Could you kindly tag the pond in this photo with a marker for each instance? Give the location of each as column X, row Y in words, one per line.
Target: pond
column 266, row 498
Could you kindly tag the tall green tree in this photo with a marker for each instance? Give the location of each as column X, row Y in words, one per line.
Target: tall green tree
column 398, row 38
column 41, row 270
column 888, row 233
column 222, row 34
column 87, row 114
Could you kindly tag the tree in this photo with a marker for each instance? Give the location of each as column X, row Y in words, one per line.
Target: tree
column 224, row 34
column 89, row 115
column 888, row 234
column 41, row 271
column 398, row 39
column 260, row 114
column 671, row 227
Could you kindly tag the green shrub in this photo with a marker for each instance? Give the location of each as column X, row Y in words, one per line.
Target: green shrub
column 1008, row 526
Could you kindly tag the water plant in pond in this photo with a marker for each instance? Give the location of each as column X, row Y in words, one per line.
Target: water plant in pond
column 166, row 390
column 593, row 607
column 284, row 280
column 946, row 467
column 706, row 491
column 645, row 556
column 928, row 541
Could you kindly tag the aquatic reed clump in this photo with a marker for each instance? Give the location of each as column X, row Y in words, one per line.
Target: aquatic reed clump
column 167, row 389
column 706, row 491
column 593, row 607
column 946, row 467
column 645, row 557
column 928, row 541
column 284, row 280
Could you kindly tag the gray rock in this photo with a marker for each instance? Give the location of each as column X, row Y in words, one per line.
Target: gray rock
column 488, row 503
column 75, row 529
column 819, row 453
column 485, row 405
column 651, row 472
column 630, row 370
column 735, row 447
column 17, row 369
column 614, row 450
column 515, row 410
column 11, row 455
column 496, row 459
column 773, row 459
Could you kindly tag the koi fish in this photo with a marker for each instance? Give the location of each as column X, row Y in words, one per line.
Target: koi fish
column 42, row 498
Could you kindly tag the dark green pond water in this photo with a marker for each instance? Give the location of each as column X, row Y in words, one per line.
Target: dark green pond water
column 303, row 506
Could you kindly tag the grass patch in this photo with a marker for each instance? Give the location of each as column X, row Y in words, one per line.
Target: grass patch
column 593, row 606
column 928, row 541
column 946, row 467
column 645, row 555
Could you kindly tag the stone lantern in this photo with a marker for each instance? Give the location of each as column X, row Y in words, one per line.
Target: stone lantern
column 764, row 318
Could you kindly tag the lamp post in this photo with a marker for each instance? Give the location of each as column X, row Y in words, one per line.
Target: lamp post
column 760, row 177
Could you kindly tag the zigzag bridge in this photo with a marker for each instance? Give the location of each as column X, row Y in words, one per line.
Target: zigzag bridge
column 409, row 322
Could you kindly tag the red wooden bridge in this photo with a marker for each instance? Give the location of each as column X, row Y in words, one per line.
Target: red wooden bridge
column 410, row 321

▶ [EXERCISE BRIEF]:
Transcribe all entries exactly as they are given.

▶ [EXERCISE RESPONSE]:
Could you kindly tag the pond in this photo with a marker for each instance? Give the location of each as column X, row Y in words, one per line.
Target: pond
column 266, row 498
Could you kindly tag the tall green tree in this photo with a marker for each instance? Give the location of each as column X, row Y in words, one per line.
Target: tall green tree
column 398, row 38
column 41, row 270
column 888, row 233
column 222, row 34
column 87, row 114
Could you kindly tag the tree in this photo with a marker for each instance? Give the location of each as column X, row Y in words, one per line.
Target: tree
column 224, row 34
column 89, row 115
column 888, row 234
column 41, row 271
column 398, row 39
column 260, row 114
column 671, row 227
Could you kindly tag the green shrub in this photo with a marker for each instance? Give the location of each as column X, row Y in words, one per line.
Target: green shrub
column 1008, row 526
Could you kindly tag the water plant in pond in this photo with a marker for each instance? Give the location of each as column X, row Y in words, one per line.
Target: water plant in pond
column 166, row 390
column 593, row 607
column 284, row 280
column 946, row 467
column 706, row 491
column 645, row 556
column 928, row 541
Could you kindly tag the aquatic reed clump in this photo with a marker for each instance? Give the location of each as column X, row Y in words, one per line.
Target: aquatic reed clump
column 167, row 389
column 706, row 491
column 593, row 607
column 946, row 467
column 645, row 557
column 928, row 541
column 284, row 280
Could you kindly tag the gray rock in this photo with a marker for each instance? Give the location of each as column X, row Y in words, one per line.
Target: gray rock
column 488, row 503
column 75, row 529
column 819, row 453
column 485, row 405
column 651, row 472
column 630, row 370
column 735, row 447
column 17, row 369
column 614, row 450
column 515, row 410
column 11, row 455
column 496, row 459
column 773, row 459
Could you kindly tag the koi fish in this photo with a marker for each instance? Give the location of each as column X, row Y in words, one per line.
Target: koi fish
column 42, row 498
Could you kindly tag the dark green pond water in this photo with a marker for each instance? Give the location of each as column X, row Y in words, one per line.
Target: dark green pond water
column 303, row 506
Could you kindly tag the grass patch in this photo with a marker for each instance? Give the location of each as column X, row Y in words, one per line.
Target: grass patch
column 593, row 606
column 928, row 541
column 946, row 467
column 645, row 555
Could you kindly tag the stone lantern in this photo with a marker for each instance? Give the location of each as column X, row Y in words, one per line.
Target: stone lantern
column 764, row 318
Could you kindly tag the lamp post in this photo with a marker for each instance? Give the location of each as column X, row Y in words, one per line.
Target: lamp post
column 760, row 177
Could you kindly tag the zigzag bridge in this photo with a marker for each instance? Give the location of each as column X, row Y in words, one per line.
Target: zigzag bridge
column 409, row 322
Could you kindly tag the red wooden bridge in this photo with a marker for each instance? Give the location of each as column X, row Y in words, one per line.
Target: red wooden bridge
column 410, row 321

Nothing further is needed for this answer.